• [PROBLEM DESCRIPTION]: Each line from the one containing "Target: tiled roof" to the end of the entries below must be restated exactly, and no other line should appear.

• [Stored data entries]:
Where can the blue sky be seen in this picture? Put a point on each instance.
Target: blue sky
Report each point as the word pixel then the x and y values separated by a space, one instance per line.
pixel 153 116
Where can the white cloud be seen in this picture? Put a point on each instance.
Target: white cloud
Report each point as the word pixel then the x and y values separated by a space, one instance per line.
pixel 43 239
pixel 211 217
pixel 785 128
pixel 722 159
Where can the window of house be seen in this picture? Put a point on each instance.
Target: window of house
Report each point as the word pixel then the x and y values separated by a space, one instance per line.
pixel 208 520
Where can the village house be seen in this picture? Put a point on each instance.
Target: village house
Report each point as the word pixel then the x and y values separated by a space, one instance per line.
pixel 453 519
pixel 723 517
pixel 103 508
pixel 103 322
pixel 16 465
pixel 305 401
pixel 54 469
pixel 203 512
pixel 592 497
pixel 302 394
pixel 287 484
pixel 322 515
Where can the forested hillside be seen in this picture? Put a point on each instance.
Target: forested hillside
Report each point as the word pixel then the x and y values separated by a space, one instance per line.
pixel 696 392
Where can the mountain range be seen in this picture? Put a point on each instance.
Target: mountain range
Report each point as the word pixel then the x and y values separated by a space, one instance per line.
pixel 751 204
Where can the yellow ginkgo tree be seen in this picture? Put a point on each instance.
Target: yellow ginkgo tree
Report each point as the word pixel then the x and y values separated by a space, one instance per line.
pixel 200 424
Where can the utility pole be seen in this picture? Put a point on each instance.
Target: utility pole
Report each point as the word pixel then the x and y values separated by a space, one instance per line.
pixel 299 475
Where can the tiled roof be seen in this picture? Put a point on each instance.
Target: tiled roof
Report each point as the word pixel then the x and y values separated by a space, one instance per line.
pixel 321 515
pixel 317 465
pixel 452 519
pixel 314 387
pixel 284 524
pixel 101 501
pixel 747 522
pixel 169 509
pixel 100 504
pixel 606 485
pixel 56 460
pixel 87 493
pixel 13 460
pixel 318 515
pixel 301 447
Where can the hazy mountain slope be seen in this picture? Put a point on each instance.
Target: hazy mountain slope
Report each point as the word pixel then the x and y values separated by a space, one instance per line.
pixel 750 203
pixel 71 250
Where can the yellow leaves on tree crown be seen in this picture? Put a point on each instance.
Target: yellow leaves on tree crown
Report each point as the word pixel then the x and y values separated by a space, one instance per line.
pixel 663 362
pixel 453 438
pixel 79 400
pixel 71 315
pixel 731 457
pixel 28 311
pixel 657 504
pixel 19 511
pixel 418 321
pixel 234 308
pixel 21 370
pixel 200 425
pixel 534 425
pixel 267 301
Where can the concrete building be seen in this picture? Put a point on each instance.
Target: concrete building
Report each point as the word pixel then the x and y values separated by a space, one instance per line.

• [SOLUTION FOR THIS EXERCISE]:
Target: tiled roof
Report each point as the word pixel then the x and y values separated by a space, one instance per line.
pixel 321 515
pixel 317 465
pixel 452 519
pixel 314 387
pixel 284 524
pixel 101 501
pixel 747 522
pixel 169 509
pixel 100 504
pixel 606 485
pixel 56 460
pixel 87 493
pixel 13 460
pixel 318 515
pixel 301 447
Where can the hazy mountain slope be seen in this picture? Put a point on each instance.
Target: hazy mountain slope
Report each point as the word pixel then the x and y values separated by a space, one instance per line.
pixel 750 203
pixel 71 250
Where can the yellow leaves on tree crown be seen in this picture? Put a point on each instance.
Target: yellow leaves on tree crown
Report each point as the word pixel then the x and y values separated by a space, one instance per line.
pixel 663 362
pixel 453 438
pixel 79 400
pixel 71 315
pixel 731 457
pixel 28 311
pixel 657 504
pixel 19 511
pixel 418 321
pixel 234 308
pixel 21 370
pixel 200 425
pixel 534 425
pixel 267 301
Where can the concrete building be seen in this picture? Put a point on each instance.
Target: concrete building
Report each point as the word pixel then the x and y values separated by a space, one instance per line.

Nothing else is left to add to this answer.